* DATA EXTRACT:
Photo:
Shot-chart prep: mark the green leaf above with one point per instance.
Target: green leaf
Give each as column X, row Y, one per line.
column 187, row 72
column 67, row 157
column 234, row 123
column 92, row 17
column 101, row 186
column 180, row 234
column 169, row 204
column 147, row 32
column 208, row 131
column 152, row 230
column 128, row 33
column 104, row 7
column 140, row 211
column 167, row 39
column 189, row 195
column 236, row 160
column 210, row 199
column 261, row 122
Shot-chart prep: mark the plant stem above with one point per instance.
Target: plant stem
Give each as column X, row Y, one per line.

* PROBLEM DESCRIPTION:
Copy out every row above word for word, keeping each line as it stands.

* SOLUTION:
Photo:
Shot-chart prep: mark the green leaf above with one point per instance.
Target: green leaf
Give each as column X, row Y, one per line.
column 187, row 72
column 67, row 157
column 234, row 123
column 92, row 17
column 101, row 186
column 180, row 234
column 169, row 204
column 147, row 32
column 208, row 131
column 152, row 230
column 128, row 33
column 104, row 7
column 140, row 211
column 167, row 39
column 189, row 195
column 236, row 160
column 210, row 199
column 261, row 122
Shot-chart prep: mark the plant stem above with one point per instance.
Target: plant stem
Give each as column X, row Y, one per line.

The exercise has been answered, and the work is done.